** What is needed **
Convert the data below, from the line with "Look at the photo above. For every instance of the pair" up to and including the line with "pixel 82 705", into a two-column CSV with the headers instruction and response. Each row should pair a text with the answer that follows it, with both fields quoted and any line breaks replaced by spaces.

** Entries **
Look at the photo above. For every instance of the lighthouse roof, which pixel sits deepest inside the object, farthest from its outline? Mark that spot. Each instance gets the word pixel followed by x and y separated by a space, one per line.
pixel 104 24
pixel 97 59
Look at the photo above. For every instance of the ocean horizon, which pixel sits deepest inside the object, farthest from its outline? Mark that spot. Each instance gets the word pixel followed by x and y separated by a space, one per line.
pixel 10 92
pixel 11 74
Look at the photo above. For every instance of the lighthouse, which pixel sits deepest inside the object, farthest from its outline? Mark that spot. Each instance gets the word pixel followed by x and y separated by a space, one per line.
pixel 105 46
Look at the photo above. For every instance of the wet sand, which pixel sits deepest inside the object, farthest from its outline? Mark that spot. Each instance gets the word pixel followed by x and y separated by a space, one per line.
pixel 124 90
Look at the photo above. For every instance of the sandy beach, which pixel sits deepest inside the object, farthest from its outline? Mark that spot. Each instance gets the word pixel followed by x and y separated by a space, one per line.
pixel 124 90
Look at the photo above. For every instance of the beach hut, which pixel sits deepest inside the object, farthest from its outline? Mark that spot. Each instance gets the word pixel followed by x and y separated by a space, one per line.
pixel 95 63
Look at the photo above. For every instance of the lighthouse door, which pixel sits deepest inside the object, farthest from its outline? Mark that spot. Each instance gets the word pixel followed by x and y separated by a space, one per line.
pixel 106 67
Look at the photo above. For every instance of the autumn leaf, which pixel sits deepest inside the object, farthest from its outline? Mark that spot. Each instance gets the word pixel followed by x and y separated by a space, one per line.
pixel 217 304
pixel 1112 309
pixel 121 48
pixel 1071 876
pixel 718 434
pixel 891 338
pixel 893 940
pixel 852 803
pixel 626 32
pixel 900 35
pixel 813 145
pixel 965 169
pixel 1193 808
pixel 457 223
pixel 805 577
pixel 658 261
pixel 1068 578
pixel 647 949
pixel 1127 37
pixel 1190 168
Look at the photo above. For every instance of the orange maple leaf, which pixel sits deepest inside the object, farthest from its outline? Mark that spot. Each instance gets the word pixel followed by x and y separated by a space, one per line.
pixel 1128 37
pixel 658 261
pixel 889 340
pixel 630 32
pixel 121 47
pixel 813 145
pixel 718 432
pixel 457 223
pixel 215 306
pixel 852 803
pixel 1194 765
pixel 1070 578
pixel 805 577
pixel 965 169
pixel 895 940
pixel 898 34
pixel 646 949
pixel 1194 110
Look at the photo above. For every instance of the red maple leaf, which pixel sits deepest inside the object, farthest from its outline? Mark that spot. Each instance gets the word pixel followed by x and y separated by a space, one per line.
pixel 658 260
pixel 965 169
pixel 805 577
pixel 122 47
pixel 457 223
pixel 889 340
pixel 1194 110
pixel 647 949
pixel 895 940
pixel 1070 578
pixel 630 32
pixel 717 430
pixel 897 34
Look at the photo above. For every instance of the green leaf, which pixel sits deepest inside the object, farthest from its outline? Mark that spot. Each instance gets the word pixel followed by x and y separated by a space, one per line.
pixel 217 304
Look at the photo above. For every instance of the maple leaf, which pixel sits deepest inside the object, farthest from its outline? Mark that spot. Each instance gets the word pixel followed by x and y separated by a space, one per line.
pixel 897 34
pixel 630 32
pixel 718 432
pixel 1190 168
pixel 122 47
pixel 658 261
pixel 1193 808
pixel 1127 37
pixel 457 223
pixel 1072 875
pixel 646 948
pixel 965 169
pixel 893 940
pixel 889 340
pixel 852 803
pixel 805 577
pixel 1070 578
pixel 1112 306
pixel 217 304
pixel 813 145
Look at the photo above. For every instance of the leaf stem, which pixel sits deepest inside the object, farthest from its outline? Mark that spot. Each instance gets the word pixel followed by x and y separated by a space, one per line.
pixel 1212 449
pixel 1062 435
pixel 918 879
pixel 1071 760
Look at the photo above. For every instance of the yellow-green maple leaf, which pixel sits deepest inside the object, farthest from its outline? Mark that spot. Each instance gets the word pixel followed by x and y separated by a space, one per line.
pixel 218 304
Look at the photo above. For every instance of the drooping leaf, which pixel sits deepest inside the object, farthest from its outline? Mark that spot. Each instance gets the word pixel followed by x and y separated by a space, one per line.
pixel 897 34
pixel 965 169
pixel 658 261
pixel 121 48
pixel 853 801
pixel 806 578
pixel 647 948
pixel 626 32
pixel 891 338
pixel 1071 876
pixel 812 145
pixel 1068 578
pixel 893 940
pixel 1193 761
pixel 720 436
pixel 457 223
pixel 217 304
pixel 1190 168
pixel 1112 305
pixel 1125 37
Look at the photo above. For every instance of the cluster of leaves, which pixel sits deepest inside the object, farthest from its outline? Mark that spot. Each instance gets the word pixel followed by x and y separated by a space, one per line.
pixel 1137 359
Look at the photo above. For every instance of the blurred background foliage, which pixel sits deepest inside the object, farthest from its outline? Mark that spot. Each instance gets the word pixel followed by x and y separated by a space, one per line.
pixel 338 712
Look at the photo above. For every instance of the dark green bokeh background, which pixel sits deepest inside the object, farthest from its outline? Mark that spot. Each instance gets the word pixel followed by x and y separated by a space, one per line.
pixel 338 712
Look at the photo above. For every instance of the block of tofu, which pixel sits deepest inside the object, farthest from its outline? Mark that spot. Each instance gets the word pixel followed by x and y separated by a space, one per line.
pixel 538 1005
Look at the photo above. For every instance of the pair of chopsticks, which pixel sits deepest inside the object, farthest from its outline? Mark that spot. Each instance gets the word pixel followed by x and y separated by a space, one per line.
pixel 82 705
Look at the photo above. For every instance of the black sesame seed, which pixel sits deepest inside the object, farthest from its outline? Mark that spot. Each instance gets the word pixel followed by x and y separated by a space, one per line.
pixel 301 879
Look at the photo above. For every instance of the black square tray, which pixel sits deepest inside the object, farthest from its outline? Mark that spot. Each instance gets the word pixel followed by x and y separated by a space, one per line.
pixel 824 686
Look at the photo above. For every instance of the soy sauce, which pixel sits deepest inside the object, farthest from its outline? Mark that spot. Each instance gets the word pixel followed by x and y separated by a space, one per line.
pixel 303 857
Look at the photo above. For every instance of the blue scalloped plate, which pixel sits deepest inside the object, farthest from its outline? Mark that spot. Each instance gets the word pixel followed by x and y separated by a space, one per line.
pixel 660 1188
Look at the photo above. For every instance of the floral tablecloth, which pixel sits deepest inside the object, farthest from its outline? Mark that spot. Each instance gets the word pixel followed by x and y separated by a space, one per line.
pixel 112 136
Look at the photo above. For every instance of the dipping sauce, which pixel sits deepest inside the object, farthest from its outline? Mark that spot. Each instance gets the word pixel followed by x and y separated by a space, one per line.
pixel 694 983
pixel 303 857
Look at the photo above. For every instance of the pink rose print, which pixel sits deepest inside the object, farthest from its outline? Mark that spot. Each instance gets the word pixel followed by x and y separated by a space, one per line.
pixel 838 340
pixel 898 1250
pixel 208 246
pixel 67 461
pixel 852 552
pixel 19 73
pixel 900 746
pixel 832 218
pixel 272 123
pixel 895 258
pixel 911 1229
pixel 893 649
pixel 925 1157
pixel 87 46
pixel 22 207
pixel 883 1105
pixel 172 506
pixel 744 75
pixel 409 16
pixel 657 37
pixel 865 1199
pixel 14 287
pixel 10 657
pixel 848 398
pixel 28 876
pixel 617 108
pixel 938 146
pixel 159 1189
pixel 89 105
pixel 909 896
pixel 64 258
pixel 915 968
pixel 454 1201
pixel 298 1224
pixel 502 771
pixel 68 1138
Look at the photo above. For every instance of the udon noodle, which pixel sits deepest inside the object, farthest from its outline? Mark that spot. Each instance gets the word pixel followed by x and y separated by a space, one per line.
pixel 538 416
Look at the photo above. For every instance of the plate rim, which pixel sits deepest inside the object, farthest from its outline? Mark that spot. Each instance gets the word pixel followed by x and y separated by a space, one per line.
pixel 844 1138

** Exercise output **
instruction,response
"Look at the photo above. For every instance of the pair of chopsticks, which pixel sits deepest inside the object, farthest from its outline? Mark that spot. Each instance gets the word pixel followed by x and y separated by a space, one per line.","pixel 82 705"